__Challenges__
- a) In the sermon passage, rewrite the part starting with "I think some" and going on through "with the Lord.", putting "resolved" in place of "settled".
- b) According to the sermon passage, why was the speaker's deaf son at rest? Answer in one to three sentences.
- c) Go on with the sermon passage about Moses, picking up after its final sentence.

__Selected passage__

I think some of you know that the Lord blessed my Lillian and me with a deaf son.  And it was this verse that settled everything in his heart, “Who made the deaf?  Is it not I?”  When he saw that he was at rest, and he is now enjoying the exchanged life walking in union with the Lord.

Many believe that Moses finally came clean.  He had been giving excuses and excuses, and many think he was just rationalizing, but now finally it comes out, “I don’t want to do it.  Send somebody else.  I don’t want this great privilege you are offering me.”  I had one commentary that actually says, “Moses finally told the truth.”  I think that’s reading a little much into that.  Some think Moses is saying, “If possible, send somebody else.  I don’t want to do this.”

__Supplied material__
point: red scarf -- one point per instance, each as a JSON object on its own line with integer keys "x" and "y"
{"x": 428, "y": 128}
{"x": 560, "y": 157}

__Answers to the exercise__
- a)
I think some of you know that the Lord blessed my Lillian and me with a deaf son.  And it was this verse that resolved everything in his heart, “Who made the deaf?  Is it not I?”  When he saw that he was at rest, and he is now enjoying the exchanged life walking in union with the Lord.

- b) The verse "Who made the deaf? Is it not I?" settled everything in his heart. When he saw that, he was at rest.

- c)
Moses called attention to not being eloquent, and then he said, “I am slow of speech.”  The majority of Bible linguists who have studied the Hebrew suggest that he actually did have a speech impediment.  One commentator said it was a stutter.  Another said it was a stammer.  One suggested it might be a lisp, or something like that.  We know from the Hebrew that he did get his “tang all tungled in his mouff”.  He wasn’t able to talk.  He believed that would be a hindrance to him.  We know from another place that Moses was very intelligent.  He had been trained in all the wisdom of the Egyptians, and we read these words from these words from Stephen in Acts 7:22, “Moses was educated in all the learning of the Egyptians.  He was a man of power in words and deed.”  Isn’t that amazing, “I’m not eloquent.”  God says, “You are a man of power in words.”  His problem was not what he said, the content.  He was powerful in his message; powerful in what he said.  The problem was how to say it, and he said, “I’m not eloquent.  I can’t persuade, and I don’t have the grace, and don’t have the ability to stir, or to motivate people.”  That’s his last comment here and they say, “That was his last excuse, ‘I’m not eloquent; send somebody else.’”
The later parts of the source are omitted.